··· TEXT SEGMENT

In a modern twist on an Orwellian concept, the University of California Davis paid consultants at least $175,000 to scrub an unpleasant story about the college from the internet and rehabilitate their online image.
The stunning expenditure was discovered by the Sacramento Bee in documents they secured under the California Public Records Act. The event they attempted to sweep under the digital rug occurred in November 2011 when a UC Davis police officer pepper-sprayed students who were protesting tuition raises with civil unrest on campus. The video of the act went viral, prompting the university chancellor to seek out a remedy for their tarnished online reputation.
The protesting students overstayed the permit they were given to protest by a few days when the police were called in to remove them and their tents. The students later settled a lawsuit with the university for $1 million, which cost upwards of $2 million with other expenses. The UC Davis police officer also later settled for $33,350 with the university to soothe his damaged "psyche" over the harassment he suffered from sympathizers with the protesters.

······

### [PROBLEMS AND TASKS]
1. Reproduce the UC Davis article word for word, everything from "The stunning expenditure" down to "tarnished online reputation.".
2. Write what comes next in the article about UC Davis paying to clean up its online image, starting after its final sentence.

··· DATA FOR ANALYSIS

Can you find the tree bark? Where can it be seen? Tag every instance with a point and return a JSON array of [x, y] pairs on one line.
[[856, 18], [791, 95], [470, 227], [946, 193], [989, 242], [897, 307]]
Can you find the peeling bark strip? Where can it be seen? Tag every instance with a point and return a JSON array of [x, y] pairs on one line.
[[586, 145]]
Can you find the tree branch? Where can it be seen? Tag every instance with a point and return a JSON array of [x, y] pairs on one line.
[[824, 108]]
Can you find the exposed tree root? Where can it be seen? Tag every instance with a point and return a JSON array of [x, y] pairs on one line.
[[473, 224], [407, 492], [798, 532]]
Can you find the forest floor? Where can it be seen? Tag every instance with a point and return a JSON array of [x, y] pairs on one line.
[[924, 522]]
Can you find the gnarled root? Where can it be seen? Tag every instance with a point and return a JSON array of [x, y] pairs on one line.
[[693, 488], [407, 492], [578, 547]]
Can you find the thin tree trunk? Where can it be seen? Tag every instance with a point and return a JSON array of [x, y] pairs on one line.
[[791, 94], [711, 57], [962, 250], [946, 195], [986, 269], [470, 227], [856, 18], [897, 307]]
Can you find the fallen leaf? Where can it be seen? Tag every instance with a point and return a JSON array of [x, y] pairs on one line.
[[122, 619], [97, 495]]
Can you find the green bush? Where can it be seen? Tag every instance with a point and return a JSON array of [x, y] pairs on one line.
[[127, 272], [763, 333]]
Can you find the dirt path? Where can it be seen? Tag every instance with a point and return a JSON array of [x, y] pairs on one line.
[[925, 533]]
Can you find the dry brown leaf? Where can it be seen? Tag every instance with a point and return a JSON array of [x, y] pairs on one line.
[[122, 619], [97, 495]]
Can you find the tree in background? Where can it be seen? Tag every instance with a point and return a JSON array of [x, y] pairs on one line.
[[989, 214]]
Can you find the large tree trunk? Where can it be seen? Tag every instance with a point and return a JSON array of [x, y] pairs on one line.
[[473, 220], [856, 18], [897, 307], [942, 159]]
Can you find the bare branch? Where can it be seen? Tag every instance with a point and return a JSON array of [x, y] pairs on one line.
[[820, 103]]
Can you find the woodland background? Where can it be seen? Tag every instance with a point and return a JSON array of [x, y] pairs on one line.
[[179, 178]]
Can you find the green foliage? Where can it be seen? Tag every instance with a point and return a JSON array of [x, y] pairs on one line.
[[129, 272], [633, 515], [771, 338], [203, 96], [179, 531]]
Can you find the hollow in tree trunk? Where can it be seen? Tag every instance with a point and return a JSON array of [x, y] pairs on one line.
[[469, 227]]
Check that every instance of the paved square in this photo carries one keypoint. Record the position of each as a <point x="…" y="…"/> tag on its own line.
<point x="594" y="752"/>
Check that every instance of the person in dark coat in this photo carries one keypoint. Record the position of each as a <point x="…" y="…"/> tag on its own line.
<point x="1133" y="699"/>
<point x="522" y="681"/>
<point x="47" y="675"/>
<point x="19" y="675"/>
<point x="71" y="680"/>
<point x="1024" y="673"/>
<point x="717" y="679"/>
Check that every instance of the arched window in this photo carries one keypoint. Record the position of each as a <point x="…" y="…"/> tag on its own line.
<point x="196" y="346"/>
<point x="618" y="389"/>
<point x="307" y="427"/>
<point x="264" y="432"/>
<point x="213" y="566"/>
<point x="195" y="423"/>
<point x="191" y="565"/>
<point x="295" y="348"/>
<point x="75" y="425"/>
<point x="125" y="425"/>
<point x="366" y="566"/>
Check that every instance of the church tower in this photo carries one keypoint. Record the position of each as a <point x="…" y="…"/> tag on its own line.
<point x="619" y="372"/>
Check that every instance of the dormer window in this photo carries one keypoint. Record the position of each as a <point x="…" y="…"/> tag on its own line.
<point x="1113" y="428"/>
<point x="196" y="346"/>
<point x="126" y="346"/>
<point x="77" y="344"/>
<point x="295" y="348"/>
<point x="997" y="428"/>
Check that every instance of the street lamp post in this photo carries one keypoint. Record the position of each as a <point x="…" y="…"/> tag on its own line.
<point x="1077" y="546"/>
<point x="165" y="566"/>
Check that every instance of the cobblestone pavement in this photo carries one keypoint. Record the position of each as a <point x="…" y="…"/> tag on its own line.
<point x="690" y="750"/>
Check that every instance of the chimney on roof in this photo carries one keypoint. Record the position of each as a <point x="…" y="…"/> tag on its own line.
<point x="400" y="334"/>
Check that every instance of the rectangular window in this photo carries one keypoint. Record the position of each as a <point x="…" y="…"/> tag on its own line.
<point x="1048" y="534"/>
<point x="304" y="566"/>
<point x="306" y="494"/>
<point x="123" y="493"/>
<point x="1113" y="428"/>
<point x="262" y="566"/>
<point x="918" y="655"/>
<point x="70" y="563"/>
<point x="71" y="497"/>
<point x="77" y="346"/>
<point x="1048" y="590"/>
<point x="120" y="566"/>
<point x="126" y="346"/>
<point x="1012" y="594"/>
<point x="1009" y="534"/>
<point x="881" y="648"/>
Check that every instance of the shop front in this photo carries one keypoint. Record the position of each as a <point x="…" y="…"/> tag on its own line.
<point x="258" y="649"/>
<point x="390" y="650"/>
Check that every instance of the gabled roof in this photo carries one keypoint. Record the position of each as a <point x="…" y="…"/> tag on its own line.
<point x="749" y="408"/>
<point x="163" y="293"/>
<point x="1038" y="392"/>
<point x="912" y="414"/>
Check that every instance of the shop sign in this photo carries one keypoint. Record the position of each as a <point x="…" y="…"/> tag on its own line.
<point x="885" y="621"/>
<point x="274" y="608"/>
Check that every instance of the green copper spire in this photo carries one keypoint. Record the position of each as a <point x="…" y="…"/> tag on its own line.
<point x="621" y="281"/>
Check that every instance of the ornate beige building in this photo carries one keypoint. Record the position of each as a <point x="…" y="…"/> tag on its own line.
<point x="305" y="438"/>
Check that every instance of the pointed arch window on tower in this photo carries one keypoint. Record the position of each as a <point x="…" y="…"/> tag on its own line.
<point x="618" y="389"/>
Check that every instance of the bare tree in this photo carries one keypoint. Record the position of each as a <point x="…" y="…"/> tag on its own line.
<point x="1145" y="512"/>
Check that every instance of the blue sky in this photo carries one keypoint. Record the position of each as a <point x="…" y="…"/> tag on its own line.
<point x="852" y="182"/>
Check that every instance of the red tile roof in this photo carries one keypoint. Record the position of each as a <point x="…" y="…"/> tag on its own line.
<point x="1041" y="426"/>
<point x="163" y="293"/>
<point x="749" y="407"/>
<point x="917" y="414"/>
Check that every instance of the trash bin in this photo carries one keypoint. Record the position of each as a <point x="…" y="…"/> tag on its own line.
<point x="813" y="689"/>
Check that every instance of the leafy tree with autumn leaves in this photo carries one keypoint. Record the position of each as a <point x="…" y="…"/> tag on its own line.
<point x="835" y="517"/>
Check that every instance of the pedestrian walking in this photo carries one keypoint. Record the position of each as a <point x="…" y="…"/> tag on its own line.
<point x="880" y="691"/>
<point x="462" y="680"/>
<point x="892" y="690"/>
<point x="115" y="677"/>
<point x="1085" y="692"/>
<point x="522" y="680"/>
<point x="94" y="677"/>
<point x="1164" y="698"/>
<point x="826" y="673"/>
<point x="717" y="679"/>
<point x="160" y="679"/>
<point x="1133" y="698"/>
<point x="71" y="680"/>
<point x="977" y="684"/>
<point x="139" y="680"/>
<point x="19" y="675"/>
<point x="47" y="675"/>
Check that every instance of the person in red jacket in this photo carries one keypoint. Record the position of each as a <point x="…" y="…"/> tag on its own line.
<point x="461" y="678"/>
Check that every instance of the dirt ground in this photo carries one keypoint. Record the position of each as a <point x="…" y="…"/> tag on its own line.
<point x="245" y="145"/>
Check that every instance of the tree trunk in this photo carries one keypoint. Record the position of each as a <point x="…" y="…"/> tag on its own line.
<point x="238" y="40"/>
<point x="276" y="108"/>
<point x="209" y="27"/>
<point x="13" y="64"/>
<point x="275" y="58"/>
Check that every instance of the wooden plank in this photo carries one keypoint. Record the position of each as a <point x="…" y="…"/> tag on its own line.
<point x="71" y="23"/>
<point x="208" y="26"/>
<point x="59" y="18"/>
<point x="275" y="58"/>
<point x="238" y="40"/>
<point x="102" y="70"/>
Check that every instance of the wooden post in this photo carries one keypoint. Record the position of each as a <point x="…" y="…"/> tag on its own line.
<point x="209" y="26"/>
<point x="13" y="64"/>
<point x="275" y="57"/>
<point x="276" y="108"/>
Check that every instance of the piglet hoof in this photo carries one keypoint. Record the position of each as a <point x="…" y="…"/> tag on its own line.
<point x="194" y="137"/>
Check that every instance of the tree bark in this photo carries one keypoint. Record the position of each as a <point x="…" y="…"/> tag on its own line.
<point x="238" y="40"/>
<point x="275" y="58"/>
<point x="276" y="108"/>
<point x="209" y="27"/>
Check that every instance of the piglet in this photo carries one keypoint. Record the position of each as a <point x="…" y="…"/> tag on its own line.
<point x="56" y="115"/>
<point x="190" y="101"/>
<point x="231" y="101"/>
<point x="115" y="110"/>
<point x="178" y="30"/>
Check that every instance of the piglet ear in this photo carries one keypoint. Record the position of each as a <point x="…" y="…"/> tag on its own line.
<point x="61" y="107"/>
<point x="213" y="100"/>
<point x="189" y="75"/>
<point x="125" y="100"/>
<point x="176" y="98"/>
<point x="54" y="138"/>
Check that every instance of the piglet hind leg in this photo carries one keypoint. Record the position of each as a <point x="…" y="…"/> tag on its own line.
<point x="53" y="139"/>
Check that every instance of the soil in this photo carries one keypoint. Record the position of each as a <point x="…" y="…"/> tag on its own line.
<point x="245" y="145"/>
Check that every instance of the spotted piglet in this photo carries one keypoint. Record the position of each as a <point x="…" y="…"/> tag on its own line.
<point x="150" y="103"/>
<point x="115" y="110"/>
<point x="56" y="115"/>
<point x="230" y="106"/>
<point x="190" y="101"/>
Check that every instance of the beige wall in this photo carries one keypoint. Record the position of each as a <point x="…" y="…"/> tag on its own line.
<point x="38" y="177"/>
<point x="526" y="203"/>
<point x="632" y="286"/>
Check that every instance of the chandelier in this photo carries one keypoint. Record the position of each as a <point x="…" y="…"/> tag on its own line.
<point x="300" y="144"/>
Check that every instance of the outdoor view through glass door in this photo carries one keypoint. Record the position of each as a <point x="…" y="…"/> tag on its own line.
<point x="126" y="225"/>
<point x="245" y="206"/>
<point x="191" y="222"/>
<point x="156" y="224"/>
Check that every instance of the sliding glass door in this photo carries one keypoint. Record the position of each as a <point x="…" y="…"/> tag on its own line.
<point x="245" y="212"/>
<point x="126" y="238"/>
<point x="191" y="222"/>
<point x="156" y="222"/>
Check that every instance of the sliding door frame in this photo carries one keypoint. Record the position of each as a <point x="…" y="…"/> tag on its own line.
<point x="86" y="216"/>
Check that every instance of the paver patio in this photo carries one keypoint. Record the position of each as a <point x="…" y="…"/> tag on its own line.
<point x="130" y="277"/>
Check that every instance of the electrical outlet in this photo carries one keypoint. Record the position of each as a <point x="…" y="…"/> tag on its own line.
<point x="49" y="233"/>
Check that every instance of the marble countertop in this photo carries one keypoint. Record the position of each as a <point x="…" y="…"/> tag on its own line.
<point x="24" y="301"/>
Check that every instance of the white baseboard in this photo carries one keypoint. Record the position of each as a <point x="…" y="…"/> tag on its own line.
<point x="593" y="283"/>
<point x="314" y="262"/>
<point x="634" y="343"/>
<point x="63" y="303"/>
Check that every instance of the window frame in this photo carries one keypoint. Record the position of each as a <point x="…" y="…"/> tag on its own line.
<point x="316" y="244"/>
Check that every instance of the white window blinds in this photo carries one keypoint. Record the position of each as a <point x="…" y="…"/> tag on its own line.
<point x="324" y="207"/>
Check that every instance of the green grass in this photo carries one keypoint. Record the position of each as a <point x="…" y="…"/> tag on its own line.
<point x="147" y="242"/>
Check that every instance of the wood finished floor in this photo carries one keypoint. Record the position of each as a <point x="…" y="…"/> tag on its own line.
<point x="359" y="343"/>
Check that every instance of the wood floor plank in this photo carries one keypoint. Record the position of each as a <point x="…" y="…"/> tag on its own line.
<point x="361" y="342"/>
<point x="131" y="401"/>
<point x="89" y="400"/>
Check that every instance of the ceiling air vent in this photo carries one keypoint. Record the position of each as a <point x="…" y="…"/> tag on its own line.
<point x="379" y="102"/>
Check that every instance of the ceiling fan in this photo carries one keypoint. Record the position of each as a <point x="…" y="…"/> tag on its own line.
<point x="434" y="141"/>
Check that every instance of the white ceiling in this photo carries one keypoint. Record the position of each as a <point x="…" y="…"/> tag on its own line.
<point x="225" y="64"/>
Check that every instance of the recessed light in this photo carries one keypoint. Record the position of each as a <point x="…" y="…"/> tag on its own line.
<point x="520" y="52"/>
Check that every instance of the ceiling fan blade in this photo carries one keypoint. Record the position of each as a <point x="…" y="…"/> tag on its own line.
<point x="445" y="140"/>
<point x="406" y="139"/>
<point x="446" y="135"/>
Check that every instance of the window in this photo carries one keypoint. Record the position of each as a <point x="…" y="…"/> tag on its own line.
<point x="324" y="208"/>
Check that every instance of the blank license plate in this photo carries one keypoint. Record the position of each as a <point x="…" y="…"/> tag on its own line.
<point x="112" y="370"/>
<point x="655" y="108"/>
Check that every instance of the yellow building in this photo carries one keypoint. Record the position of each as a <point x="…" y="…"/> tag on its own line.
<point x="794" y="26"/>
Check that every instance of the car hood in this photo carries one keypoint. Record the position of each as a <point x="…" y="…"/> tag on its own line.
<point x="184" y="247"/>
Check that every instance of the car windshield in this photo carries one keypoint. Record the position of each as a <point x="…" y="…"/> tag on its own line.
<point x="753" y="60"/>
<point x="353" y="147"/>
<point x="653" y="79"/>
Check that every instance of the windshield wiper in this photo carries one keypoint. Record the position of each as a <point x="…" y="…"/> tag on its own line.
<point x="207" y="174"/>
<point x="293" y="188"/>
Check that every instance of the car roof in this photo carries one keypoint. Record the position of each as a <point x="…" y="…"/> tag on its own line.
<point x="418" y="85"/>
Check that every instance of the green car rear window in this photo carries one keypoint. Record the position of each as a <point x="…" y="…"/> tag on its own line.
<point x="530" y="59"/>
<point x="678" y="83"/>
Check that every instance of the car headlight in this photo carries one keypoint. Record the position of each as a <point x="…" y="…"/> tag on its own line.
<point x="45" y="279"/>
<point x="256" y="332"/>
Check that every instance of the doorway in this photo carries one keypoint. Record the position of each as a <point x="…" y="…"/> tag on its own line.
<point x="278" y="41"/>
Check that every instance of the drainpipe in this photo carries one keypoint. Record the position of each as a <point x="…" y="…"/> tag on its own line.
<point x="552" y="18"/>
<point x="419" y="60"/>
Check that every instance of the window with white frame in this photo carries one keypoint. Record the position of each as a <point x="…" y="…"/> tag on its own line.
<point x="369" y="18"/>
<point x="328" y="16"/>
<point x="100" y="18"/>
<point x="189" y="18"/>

······

### [LIST OF ANSWERS]
1.
The stunning expenditure was discovered by the Sacramento Bee in documents they secured under the California Public Records Act. The event they attempted to sweep under the digital rug occurred in November 2011 when a UC Davis police officer pepper-sprayed students who were protesting tuition raises with civil unrest on campus. The video of the act went viral, prompting the university chancellor to seek out a remedy for their tarnished online reputation.

2.
On official defended the expenditure to bury the pepper spray story:
UC Davis Provost Ralph Hexter said in a statement to the campus Friday that the university used no public or student funds when it hired consultants to "optimize search engine results in order to highlight the achievements of our students, faculty and staff."
"Even if such a thing as eliminating stories and images from the Internet were possible, 'pepper-spray' will always be part of UC Davis' history," the statement said.
Of course, this begs the question of why they paid for online services that they didn't think were possible.